[Begin Exercise material]

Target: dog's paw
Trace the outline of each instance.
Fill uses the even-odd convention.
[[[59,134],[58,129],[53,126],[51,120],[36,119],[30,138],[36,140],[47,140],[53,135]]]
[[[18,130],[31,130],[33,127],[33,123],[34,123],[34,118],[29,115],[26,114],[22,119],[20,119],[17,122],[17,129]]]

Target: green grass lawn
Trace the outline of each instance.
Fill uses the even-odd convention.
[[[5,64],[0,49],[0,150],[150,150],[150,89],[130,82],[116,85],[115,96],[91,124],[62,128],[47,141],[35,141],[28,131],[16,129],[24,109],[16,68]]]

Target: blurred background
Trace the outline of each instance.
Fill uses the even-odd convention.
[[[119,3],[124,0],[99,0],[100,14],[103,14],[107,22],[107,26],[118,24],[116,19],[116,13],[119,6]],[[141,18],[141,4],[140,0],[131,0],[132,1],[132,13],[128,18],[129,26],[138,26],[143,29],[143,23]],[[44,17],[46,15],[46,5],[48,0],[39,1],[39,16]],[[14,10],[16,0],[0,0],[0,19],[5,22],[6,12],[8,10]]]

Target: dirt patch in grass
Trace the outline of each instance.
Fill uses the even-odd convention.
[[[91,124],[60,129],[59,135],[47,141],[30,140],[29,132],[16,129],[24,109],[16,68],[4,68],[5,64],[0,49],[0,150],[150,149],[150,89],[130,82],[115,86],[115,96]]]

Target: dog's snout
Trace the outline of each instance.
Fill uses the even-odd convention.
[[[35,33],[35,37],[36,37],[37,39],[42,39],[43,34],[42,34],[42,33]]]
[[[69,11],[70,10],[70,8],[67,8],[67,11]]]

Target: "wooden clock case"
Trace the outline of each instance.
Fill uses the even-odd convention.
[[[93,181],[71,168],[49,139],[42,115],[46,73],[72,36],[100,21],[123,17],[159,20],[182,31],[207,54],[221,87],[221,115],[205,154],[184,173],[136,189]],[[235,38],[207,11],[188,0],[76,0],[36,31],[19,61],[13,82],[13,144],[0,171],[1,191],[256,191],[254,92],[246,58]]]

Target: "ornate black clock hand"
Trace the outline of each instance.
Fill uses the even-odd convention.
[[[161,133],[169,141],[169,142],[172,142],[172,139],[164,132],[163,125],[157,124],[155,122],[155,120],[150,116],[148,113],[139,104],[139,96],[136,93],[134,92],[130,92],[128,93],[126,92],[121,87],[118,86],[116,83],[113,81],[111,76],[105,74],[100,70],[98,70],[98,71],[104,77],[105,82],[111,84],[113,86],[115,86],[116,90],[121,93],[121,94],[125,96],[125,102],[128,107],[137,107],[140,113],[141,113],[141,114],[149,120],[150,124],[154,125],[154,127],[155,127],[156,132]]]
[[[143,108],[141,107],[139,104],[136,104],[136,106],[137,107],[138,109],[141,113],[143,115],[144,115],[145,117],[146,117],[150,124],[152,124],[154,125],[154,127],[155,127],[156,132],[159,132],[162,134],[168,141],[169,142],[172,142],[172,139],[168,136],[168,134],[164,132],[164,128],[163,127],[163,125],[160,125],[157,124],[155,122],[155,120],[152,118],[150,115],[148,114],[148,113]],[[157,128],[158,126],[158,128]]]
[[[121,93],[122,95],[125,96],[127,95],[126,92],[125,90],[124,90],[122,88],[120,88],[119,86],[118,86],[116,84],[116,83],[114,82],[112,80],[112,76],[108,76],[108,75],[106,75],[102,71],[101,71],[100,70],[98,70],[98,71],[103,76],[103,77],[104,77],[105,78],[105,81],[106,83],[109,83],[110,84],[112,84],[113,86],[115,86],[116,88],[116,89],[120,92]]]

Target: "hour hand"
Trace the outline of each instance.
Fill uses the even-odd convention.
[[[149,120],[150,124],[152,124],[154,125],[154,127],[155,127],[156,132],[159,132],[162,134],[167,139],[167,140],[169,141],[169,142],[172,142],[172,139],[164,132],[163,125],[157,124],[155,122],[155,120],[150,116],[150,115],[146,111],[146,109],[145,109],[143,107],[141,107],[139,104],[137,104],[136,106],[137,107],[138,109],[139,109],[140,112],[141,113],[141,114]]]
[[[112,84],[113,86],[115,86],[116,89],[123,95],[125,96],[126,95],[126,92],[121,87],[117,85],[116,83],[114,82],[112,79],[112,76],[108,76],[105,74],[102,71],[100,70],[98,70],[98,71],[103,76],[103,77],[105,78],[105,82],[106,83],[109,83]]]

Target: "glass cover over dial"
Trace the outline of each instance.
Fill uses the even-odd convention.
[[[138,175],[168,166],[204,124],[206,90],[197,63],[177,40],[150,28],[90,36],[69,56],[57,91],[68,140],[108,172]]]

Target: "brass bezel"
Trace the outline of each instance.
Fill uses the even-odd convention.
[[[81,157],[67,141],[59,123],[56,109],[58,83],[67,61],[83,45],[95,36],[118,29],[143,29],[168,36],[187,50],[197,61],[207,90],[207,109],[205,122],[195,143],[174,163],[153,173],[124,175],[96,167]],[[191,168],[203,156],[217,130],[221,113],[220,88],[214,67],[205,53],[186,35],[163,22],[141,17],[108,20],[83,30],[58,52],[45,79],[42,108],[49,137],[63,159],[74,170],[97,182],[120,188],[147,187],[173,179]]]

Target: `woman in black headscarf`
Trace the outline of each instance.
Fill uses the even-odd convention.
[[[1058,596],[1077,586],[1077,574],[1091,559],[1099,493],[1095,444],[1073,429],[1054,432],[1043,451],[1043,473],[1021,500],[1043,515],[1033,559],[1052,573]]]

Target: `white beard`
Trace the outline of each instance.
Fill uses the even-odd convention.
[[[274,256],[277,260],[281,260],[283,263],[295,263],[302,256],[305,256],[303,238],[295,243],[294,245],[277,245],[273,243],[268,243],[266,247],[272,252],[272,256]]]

[End Exercise material]

## Problem statement
Render every line of the items above as a JSON array of strings, one string per line. Leave out blank lines.

## Output for this exercise
[
  "Target: dog's paw",
  "Trace the outline of each instance.",
  "Fill uses the even-odd convention.",
  "[[[59,134],[58,129],[53,126],[51,120],[36,119],[30,138],[36,140],[47,140],[53,135]]]",
  "[[[18,130],[31,130],[33,127],[33,123],[34,123],[34,118],[29,115],[26,114],[22,119],[20,119],[17,122],[17,129]]]",
  "Target: green grass lawn",
  "Trace the outline of each instance.",
  "Fill uses the even-odd convention.",
  "[[[5,64],[0,49],[0,150],[150,150],[150,89],[130,82],[116,85],[115,96],[91,124],[62,128],[47,141],[35,141],[28,131],[16,129],[24,109],[16,68]]]",
  "Target: blurred background",
  "Trace the outline of each instance.",
  "Fill uses the even-odd convention.",
  "[[[119,3],[124,0],[99,0],[100,14],[103,14],[107,22],[107,26],[118,24],[116,19],[116,13],[119,6]],[[141,18],[141,4],[140,0],[131,0],[132,1],[132,13],[128,18],[129,26],[138,26],[143,29],[143,23]],[[44,17],[46,15],[46,5],[48,0],[39,1],[39,16]],[[14,10],[16,0],[0,0],[0,19],[5,22],[6,12],[8,10]]]",
  "Target: dirt patch in grass",
  "Trace the outline of each instance.",
  "Fill uses the even-odd convention.",
  "[[[91,124],[60,129],[59,135],[47,141],[30,140],[29,132],[16,129],[24,109],[16,68],[4,68],[5,64],[0,49],[0,150],[150,149],[150,89],[130,82],[115,86],[115,96]]]",
  "Target: dog's snout",
  "Trace the outline of each instance.",
  "Fill uses the even-odd convention.",
  "[[[35,33],[35,37],[36,37],[37,39],[42,39],[43,34],[42,34],[42,33]]]",
  "[[[69,11],[70,10],[70,8],[67,8],[67,11]]]",
  "Target: \"wooden clock case\"",
  "Trace the outline of each instance.",
  "Fill uses the even-odd convention.",
  "[[[93,181],[71,168],[49,139],[42,115],[46,73],[72,36],[100,21],[123,17],[159,20],[182,31],[207,54],[221,87],[221,115],[205,154],[184,173],[136,189]],[[235,38],[207,11],[188,0],[76,0],[36,31],[19,61],[13,82],[13,144],[0,171],[1,191],[256,191],[254,92],[246,58]]]",
  "Target: \"ornate black clock hand\"",
  "Trace the outline of each instance.",
  "Fill uses the even-odd convention.",
  "[[[161,133],[169,141],[169,142],[172,142],[172,139],[164,132],[163,125],[157,124],[155,122],[155,120],[150,116],[148,113],[139,104],[139,96],[136,93],[134,92],[130,92],[128,93],[126,92],[121,87],[118,86],[116,83],[113,81],[111,76],[105,74],[100,70],[98,70],[98,71],[104,77],[105,82],[111,84],[113,86],[115,86],[116,90],[121,93],[121,94],[125,96],[125,102],[128,107],[137,107],[140,113],[141,113],[141,114],[149,120],[150,124],[154,125],[154,127],[155,127],[156,132]]]",
  "[[[143,108],[141,107],[139,104],[136,104],[136,106],[137,107],[138,109],[141,113],[143,115],[144,115],[145,117],[146,117],[150,124],[152,124],[154,125],[154,127],[155,127],[156,132],[159,132],[162,134],[168,141],[169,142],[172,142],[172,139],[168,136],[168,134],[164,132],[164,128],[163,127],[163,125],[160,125],[157,124],[155,122],[155,120],[152,118],[150,115],[148,114],[148,113]],[[157,128],[158,126],[158,128]]]",
  "[[[121,93],[122,95],[125,96],[127,95],[126,92],[125,90],[124,90],[122,88],[120,88],[119,86],[118,86],[116,84],[116,83],[114,82],[112,80],[112,76],[108,76],[108,75],[106,75],[102,71],[101,71],[100,70],[98,70],[98,71],[103,76],[103,77],[104,77],[105,78],[105,81],[106,83],[109,83],[110,84],[112,84],[113,86],[115,86],[116,88],[116,89],[120,92]]]",
  "Target: \"hour hand\"",
  "Trace the outline of each instance.",
  "Fill uses the even-odd convention.",
  "[[[149,120],[150,124],[152,124],[154,125],[154,127],[155,127],[156,132],[159,132],[162,134],[167,139],[167,140],[169,141],[169,142],[172,142],[172,139],[164,132],[163,125],[157,124],[155,122],[155,120],[150,116],[150,115],[146,111],[146,109],[145,109],[143,107],[141,107],[139,104],[137,104],[136,106],[137,107],[138,109],[139,109],[140,112],[141,113],[141,114]]]",
  "[[[112,84],[113,86],[115,86],[116,89],[123,95],[125,96],[126,95],[126,92],[121,87],[117,85],[116,83],[114,82],[112,79],[112,76],[108,76],[105,74],[102,71],[100,70],[98,70],[98,71],[103,76],[103,77],[105,78],[105,82],[106,83],[109,83]]]",
  "Target: \"glass cover over dial\"",
  "Trace the outline of each instance.",
  "Fill uses the even-odd convention.",
  "[[[138,175],[168,166],[204,124],[206,90],[197,63],[177,40],[150,28],[90,36],[69,56],[57,91],[68,140],[108,172]]]",
  "Target: \"brass bezel\"",
  "Trace the outline of each instance.",
  "Fill uses the even-odd convention.",
  "[[[81,157],[67,141],[59,123],[56,109],[58,83],[67,61],[83,45],[95,36],[118,29],[143,29],[168,36],[187,50],[197,61],[207,90],[207,109],[205,122],[195,143],[174,163],[153,173],[124,175],[96,167]],[[191,168],[203,156],[217,130],[221,113],[220,88],[214,67],[205,53],[186,35],[163,22],[141,17],[108,20],[83,30],[58,52],[45,79],[42,108],[49,137],[63,159],[74,170],[97,182],[120,188],[147,187],[173,179]]]",
  "Target: `woman in black headscarf`",
  "Trace the outline of each instance.",
  "Fill uses the even-odd convention.",
  "[[[1058,596],[1077,586],[1077,574],[1091,559],[1099,493],[1095,444],[1073,429],[1054,432],[1043,451],[1043,473],[1021,500],[1043,515],[1033,559],[1052,573]]]",
  "Target: `white beard`",
  "Trace the outline of each instance.",
  "Fill uses the even-odd convention.",
  "[[[274,256],[277,260],[281,260],[283,263],[295,263],[302,256],[305,256],[303,238],[295,243],[294,245],[277,245],[273,243],[268,243],[266,247],[272,252],[272,256]]]"
]